EXERCISE DATA:
──────
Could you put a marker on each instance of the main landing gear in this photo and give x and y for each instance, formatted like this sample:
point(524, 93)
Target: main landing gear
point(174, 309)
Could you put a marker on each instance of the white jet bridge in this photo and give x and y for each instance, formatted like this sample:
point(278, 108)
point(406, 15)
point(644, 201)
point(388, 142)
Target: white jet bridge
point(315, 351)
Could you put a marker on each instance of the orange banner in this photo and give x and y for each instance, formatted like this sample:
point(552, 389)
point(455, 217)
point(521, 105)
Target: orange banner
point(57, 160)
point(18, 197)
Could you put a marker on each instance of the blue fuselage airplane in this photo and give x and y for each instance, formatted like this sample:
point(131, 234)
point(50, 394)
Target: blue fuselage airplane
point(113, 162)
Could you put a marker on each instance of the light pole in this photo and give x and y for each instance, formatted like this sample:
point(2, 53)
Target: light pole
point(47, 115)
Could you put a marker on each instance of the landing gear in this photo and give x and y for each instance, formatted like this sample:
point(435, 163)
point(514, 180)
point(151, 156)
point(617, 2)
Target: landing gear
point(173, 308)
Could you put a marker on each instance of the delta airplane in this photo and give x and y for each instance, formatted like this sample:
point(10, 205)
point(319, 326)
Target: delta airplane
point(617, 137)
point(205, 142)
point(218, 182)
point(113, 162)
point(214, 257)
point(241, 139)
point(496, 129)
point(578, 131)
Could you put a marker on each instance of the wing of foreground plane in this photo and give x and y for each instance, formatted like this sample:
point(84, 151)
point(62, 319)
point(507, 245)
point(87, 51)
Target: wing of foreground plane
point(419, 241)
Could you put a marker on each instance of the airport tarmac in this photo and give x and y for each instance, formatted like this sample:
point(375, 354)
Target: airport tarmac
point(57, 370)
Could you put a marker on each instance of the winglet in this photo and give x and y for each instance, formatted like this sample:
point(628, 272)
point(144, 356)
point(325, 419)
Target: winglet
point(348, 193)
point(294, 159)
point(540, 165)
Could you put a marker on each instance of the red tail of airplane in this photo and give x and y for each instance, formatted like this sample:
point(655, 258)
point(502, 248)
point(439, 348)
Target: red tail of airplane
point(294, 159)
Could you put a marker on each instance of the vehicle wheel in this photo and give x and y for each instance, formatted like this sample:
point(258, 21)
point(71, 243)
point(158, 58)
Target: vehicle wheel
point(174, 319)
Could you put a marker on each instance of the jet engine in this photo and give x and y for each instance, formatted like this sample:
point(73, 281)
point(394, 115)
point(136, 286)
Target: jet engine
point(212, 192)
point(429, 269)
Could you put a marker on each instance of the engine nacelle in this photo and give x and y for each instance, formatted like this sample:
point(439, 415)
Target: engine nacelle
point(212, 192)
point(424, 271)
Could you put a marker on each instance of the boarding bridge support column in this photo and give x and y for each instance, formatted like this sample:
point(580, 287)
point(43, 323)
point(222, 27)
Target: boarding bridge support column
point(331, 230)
──────
THE REQUEST: Convert every line of the listing above into a Markdown table with two columns, "Row" and "Entry": number each row in the first column, place the line itself in the second, and omit any blank lines.

THE SOLUTION:
| Row | Entry |
|---|---|
| 1 | Could you put a marker on each instance of the main landing gear in this photo and give x and y for each instance, formatted like this sample: |
| 2 | point(524, 93) |
| 3 | Target: main landing gear |
| 4 | point(174, 309) |
| 5 | Could you put a marker on each instance of the white jet bridge in this photo and give x and y for each instance, formatted like this sample: |
| 6 | point(278, 108) |
| 7 | point(406, 15) |
| 8 | point(644, 201) |
| 9 | point(388, 142) |
| 10 | Target: white jet bridge |
| 11 | point(315, 351) |
| 12 | Could you put a marker on each instance of the orange banner in this photo and give x and y for each instance, formatted like this sample: |
| 13 | point(552, 389) |
| 14 | point(455, 217) |
| 15 | point(521, 105) |
| 16 | Target: orange banner |
| 17 | point(57, 160) |
| 18 | point(18, 197) |
| 19 | Could you put a marker on each instance of the blue fuselage airplane in this photo and give x and y for each instance, formatted like this sample: |
| 20 | point(131, 234) |
| 21 | point(50, 394) |
| 22 | Target: blue fuselage airplane |
| 23 | point(113, 162) |
| 24 | Could you put a marker on each instance of the light pole in this photo and give x and y for each instance, formatted like this sample: |
| 25 | point(2, 53) |
| 26 | Target: light pole |
| 27 | point(47, 115) |
| 28 | Could you put a marker on each instance of the landing gear in this photo and give x and y for each instance, formatted like this sample: |
| 29 | point(435, 163) |
| 30 | point(514, 180) |
| 31 | point(151, 156) |
| 32 | point(617, 2) |
| 33 | Target: landing gear |
| 34 | point(173, 308) |
| 35 | Could you put a marker on each instance of the delta airplane in this photo and give x and y for each instance, formatted like this sample: |
| 36 | point(10, 205) |
| 37 | point(319, 326) |
| 38 | Target: delta airplane |
| 39 | point(617, 137) |
| 40 | point(205, 142) |
| 41 | point(218, 182) |
| 42 | point(113, 162) |
| 43 | point(214, 257) |
| 44 | point(241, 139) |
| 45 | point(496, 129) |
| 46 | point(578, 131) |
| 47 | Could you put a marker on each instance of the wing of foreground plane in this photo and give x and y for each instance, formatted like this sample: |
| 48 | point(84, 151) |
| 49 | point(62, 319) |
| 50 | point(507, 245) |
| 51 | point(87, 51) |
| 52 | Target: wing of foreground plane |
| 53 | point(419, 241) |
| 54 | Could you put a marker on each instance of the airport tarmac in this photo and give x and y for each instance, formatted like this sample: |
| 55 | point(375, 354) |
| 56 | Target: airport tarmac |
| 57 | point(57, 370) |
| 58 | Could you put a marker on each instance of the winglet in this photo and give x and y for each instance, formatted like this sample: |
| 59 | point(628, 272) |
| 60 | point(144, 356) |
| 61 | point(325, 419) |
| 62 | Target: winglet |
| 63 | point(348, 193) |
| 64 | point(294, 159) |
| 65 | point(540, 165) |
| 66 | Could you put a marker on each instance of the red tail of airplane in this photo and give x and y for each instance, formatted like this sample: |
| 67 | point(655, 258) |
| 68 | point(502, 248) |
| 69 | point(439, 348) |
| 70 | Target: red tail of airplane |
| 71 | point(294, 159) |
| 72 | Could you put a marker on each instance of the vehicle wheel in this photo and give x and y for each instance, formatted like this sample: |
| 73 | point(258, 21) |
| 74 | point(71, 243) |
| 75 | point(158, 58) |
| 76 | Target: vehicle wheel |
| 77 | point(174, 319) |
| 78 | Could you put a marker on each instance of the jet engine in this photo and give x and y for each instance, formatted like this sample: |
| 79 | point(73, 281) |
| 80 | point(394, 115) |
| 81 | point(136, 286) |
| 82 | Target: jet engine |
| 83 | point(212, 192) |
| 84 | point(429, 269) |
| 85 | Could you put a marker on each instance of the engine nacelle in this photo and give x and y for each instance, formatted like this sample: |
| 86 | point(439, 415) |
| 87 | Target: engine nacelle |
| 88 | point(212, 192) |
| 89 | point(424, 271) |
| 90 | Could you put a marker on each instance of the boarding bridge support column in this photo and give x and y for each instance, formatted like this sample: |
| 91 | point(580, 287) |
| 92 | point(43, 323) |
| 93 | point(222, 27) |
| 94 | Target: boarding bridge support column |
| 95 | point(331, 230) |